• [Exercise description]
Copy the lines below verbatim, but only from the line containing "point: metal railing" through the end of the data.

• [Raw records]
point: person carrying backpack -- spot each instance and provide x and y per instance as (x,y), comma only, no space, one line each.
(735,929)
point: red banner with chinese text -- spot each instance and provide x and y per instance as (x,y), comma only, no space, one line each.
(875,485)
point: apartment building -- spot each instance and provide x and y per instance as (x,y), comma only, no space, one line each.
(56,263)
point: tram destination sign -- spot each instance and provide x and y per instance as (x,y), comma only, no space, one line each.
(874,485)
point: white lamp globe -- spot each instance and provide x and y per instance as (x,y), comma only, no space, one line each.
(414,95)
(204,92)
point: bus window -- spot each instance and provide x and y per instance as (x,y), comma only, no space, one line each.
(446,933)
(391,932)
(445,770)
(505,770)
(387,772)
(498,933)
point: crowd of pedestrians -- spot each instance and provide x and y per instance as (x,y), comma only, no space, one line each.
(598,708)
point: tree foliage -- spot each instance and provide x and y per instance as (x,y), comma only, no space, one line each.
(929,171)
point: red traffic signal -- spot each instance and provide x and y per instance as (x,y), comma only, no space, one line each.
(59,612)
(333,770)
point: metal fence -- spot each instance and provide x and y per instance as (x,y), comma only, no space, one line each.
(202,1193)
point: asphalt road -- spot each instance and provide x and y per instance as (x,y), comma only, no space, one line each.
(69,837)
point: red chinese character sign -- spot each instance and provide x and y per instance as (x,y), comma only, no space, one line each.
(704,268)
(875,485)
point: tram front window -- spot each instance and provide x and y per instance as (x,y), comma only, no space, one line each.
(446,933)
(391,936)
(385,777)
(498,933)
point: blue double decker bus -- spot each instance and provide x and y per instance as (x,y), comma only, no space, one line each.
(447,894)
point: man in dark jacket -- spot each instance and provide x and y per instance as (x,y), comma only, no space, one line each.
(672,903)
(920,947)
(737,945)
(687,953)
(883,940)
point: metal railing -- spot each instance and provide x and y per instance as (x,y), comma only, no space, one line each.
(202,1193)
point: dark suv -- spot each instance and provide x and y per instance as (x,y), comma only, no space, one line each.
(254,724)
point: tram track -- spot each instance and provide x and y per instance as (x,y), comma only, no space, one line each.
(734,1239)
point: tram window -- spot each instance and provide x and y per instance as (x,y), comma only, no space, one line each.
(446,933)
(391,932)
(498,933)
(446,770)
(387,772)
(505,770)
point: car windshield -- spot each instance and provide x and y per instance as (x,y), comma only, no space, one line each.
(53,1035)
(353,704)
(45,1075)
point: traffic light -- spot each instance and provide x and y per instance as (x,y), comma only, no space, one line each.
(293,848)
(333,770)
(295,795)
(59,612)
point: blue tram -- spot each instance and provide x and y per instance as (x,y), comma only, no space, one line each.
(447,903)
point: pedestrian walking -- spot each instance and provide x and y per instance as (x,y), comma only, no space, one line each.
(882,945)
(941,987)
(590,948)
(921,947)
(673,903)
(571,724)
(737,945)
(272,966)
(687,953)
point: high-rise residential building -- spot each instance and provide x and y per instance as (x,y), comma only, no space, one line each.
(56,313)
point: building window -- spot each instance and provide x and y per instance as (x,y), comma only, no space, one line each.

• [Solution for this problem]
point: metal railing -- spot each instance and provide x and y per instance as (x,y), comma only, no space, one line each.
(202,1193)
point: dark suv -- spot each instance and provide x and y per instance as (x,y), comma only, no space, one line each.
(254,724)
point: tram track -- spot each instance and provide x and y per instance as (x,y), comma only, no space, one line each.
(734,1239)
point: tram window -- spot each instance and provide x and y per instance as (x,y), comma only, no space, one line each.
(446,933)
(391,932)
(498,933)
(446,770)
(387,772)
(505,770)
point: car windshield -- spot each instance and provide x and y per instance as (x,y), comma only, no space, one line each.
(53,1035)
(353,704)
(45,1075)
point: traffic light -- spot each instance and provide x and y per instance as (x,y), comma only, no space, one line each.
(293,848)
(333,770)
(295,795)
(59,612)
point: blue tram -- spot each instance and provide x and y per instance as (x,y), comma only, no space, one line each.
(447,903)
point: pedestrian walking -- spot each instance and provide x and y per instance as (x,y), comma only, no space, one line each.
(882,945)
(941,987)
(590,948)
(921,947)
(673,903)
(571,724)
(737,945)
(272,966)
(687,953)
point: high-rise residential building -- spot each instance and provide x and y per instance as (x,y), comma only, no space, one line each.
(56,313)
point: building window -- spot each instance and provide x and y per instance as (x,y), comma only, no space, one line each.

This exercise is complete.